--- Lesetext ---

Militär brachte Flughafen unter Kontrolle
Einem Medienbericht zufolge hatten Streitkräfte den Flugverkehr auf dem Atatürk-Flughafen in Istanbul zwischenzeitlich gestoppt. Soldaten hätten den Tower auf dem größten Flughafen des Landes am Freitagabend unter ihre Kontrolle gebracht, hatte die Nachrichtenagentur DHA gemeldet. Nach Erdogans Aufruf drangen Demonstranten auf das Flughafengelände ein. Das Militär sei daraufhin wieder abgezogen.
Internationale Unterstützung für Erdogan
US-Präsident Barack Obama rief dazu auf, die demokratisch gewählte Regierung des Landes zu unterstützen. Gewalt und Blutvergießen müssten vermieden werden, hieß es in einer Mitteilung des Weißen Hauses. Ähnlich äußerte sich dazu die EU. Sie verlangte eine „schnelle Rückkehr“ zur verfassungsmäßigen Ordnung in der Türkei, wie es am Rande des Asien-Europa-Gipfels in Ulan Bator in einer gemeinsamen Erklärung von EU-Ratspräsident Donald Tusk, EU-Kommissionspräsident Jean-Claude Juncker und der EU-Außenbeauftragten Federica Mogherini hieß. „Die Türkei ist ein wichtiger Partner der EU.“
Auch NATO-Generalsekretär Jens Stoltenberg rief zu Zurückhaltung und Respekt vor den demokratischen Institutionen und der türkischen Verfassung auf.

--- Ausgewählte Zeilen ---
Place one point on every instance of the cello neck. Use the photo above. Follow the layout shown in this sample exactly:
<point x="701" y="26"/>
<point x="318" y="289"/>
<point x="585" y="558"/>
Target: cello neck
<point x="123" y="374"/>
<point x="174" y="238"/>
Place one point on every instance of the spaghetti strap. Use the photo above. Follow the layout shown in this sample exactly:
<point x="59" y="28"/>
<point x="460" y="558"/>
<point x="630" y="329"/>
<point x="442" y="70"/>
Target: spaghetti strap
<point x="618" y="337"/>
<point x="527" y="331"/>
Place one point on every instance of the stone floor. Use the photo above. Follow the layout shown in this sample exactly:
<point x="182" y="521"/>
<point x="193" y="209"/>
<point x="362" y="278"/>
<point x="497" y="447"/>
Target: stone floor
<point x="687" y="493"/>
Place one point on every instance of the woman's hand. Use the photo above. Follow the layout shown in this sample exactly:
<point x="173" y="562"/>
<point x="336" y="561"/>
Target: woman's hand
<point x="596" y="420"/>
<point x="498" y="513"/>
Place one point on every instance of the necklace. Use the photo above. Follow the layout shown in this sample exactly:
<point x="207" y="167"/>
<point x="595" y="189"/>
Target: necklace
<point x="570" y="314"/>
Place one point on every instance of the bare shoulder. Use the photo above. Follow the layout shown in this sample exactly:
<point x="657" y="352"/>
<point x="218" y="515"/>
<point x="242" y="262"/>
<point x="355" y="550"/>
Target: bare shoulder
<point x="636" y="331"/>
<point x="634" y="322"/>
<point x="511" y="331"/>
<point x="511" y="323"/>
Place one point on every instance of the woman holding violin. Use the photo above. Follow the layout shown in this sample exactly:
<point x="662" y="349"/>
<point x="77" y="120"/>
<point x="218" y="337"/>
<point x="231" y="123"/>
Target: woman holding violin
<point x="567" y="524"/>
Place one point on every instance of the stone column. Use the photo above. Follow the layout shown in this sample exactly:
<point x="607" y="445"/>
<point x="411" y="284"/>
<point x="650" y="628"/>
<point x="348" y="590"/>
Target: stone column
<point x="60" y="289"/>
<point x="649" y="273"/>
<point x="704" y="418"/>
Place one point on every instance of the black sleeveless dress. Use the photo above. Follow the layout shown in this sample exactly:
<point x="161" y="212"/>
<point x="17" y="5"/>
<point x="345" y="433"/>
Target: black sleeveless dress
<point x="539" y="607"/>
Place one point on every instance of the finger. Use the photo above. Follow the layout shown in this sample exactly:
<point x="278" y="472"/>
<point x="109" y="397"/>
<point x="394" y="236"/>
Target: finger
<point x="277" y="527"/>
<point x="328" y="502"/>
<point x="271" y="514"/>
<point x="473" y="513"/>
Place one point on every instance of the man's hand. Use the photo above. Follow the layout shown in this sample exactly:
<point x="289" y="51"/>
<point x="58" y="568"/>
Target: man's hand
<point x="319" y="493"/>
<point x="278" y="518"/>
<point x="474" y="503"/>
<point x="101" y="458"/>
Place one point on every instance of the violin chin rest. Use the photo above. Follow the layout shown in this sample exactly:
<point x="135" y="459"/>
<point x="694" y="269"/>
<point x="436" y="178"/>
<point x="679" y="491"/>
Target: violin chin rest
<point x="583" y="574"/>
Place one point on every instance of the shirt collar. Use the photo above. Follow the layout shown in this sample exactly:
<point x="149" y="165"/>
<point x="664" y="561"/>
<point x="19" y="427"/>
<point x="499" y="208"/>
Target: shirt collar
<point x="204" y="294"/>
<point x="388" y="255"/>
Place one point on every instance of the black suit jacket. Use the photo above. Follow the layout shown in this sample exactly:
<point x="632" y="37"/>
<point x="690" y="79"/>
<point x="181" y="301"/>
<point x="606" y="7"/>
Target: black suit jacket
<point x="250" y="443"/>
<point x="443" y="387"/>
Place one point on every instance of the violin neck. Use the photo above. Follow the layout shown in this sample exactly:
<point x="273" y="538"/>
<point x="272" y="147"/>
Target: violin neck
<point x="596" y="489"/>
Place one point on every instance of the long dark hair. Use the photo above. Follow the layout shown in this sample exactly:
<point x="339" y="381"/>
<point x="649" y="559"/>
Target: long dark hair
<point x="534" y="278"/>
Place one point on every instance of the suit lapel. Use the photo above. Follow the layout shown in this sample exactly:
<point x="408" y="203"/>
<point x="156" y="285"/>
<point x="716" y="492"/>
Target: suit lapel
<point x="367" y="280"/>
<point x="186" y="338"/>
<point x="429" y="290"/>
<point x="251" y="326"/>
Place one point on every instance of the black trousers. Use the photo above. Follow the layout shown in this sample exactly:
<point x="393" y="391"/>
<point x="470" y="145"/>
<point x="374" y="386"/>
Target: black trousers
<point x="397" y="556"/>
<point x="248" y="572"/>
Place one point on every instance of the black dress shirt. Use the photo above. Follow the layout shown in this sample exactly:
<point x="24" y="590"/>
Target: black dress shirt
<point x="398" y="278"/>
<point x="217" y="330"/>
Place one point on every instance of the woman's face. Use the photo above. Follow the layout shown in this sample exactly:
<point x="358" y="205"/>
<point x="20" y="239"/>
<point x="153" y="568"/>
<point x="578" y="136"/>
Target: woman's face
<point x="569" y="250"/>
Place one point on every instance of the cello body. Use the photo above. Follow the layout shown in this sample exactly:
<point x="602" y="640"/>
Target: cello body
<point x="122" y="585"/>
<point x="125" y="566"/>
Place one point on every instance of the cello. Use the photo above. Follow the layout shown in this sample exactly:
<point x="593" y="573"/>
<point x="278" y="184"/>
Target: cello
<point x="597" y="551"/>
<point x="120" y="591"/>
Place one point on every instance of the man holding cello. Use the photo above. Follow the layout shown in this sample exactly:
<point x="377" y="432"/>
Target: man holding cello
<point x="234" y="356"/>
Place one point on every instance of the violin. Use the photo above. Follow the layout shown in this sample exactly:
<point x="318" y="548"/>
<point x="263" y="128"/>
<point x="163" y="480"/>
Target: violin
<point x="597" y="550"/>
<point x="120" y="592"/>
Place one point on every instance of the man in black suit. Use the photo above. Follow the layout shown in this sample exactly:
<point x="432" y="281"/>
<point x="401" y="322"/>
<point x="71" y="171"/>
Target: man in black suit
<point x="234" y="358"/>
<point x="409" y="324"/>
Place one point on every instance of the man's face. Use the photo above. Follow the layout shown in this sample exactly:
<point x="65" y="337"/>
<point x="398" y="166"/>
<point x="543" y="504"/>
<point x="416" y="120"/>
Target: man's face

--- Übungsziel ---
Führe den Lesetext über die Lage in der Türkei im Anschluss an seinen letzten Satz weiter.

--- Ergebnis ---
4.000 Erdogan-Anhänger bei Demo in Wien
Auch außerhalb der Türkei gingen Erdogan-Anhänger auf die Straße. In Wien demonstrierten laut Polizei rund 4.000 Menschen zunächst vor der türkischen Botschaft in der Prinz-Eugen-Straße, von wo sie dann nach einem kurzen Stopp beim Parlament in Richtung Stephansplatz zogen.
Kurz nach 3.00 Uhr habe sich die Versammlung aufgelöst, wie ein Polizeisprecher der APA sagte. Gegen Ende seien es noch „einige hundert Personen“ gewesen. Die Kundgebung sei friedlich verlaufen. Die Schlachtrufe seien „Pro Erdogan“ gewesen. Die Menschen marschierten dabei auch den Ring entlang, der von der Exekutive teilweise kurzfristig gesperrt werden musste. Die Kundgebung sei friedlich verlaufen.
Außenministerium: „An sicherem Ort bleiben“
Das Außenministerium rief die Österreicher in der Türkei auf, angesichts des Militärputsches „an einem sicheren Ort“ zu bleiben. Im Notfall und bei Fragen soll das Außenministerium unter der Telefonnummer 0043-1-90115-4411 kontaktiert werden, heißt es in den am späten Freitagabend aktualisierten Reisehinweisen.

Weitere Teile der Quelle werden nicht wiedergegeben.